=== Your instructions ===
Reproduce the records from the line that contains "[locate] blurred hand" through the end of the records, requests included, and offset every x and y coordinate in the answers by -102.
++++ Data listing
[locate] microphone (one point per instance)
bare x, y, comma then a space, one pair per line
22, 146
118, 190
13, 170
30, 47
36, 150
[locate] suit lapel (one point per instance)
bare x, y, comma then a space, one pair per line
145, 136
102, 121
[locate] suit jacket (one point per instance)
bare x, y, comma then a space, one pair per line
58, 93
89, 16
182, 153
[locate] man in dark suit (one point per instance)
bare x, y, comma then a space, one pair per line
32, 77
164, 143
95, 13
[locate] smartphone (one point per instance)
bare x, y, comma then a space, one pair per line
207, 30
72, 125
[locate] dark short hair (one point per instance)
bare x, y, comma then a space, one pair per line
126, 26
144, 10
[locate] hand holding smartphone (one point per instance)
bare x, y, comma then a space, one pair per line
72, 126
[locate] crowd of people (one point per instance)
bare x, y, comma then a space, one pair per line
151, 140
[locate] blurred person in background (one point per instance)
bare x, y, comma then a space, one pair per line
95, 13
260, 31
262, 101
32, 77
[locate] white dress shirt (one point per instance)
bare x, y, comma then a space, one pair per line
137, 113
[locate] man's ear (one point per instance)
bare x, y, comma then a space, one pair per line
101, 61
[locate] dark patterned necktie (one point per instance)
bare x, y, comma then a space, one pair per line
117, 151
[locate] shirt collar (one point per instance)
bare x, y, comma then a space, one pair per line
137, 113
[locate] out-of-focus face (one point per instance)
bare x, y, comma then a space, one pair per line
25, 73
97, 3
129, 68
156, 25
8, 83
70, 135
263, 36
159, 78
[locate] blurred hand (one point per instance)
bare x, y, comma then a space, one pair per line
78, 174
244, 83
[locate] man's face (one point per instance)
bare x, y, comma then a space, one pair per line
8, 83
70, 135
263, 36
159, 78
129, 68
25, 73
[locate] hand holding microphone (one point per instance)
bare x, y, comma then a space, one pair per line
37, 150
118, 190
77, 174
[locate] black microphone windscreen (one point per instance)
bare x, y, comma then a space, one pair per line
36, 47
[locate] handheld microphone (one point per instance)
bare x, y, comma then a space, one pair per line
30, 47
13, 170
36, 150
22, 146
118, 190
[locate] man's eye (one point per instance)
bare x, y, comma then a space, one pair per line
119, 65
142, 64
++++++++
=== Exercise result ===
[locate] blurred hand (one point per instance)
bare x, y, comma then a space, one pair per line
-24, 72
142, -19
[locate] man's face (one point per instance)
bare x, y, comma then a space, one pair per line
-94, -19
-32, 33
161, -66
57, -24
27, -34
-77, -29
[locate] hand holding microphone (one point per instance)
bare x, y, comma then a space, one pair per line
-65, 48
16, 88
-25, 72
[locate] black microphone windscreen (one point per instance)
bare x, y, comma then a space, one pair per line
-66, -55
[locate] handheld microphone (one point per instance)
bare x, y, comma then a space, one pair per line
-72, -55
-89, 68
-66, 48
-80, 44
16, 88
[locate] man's eye (one point per instance)
bare x, y, comma then a space, one pair per line
17, -37
40, -38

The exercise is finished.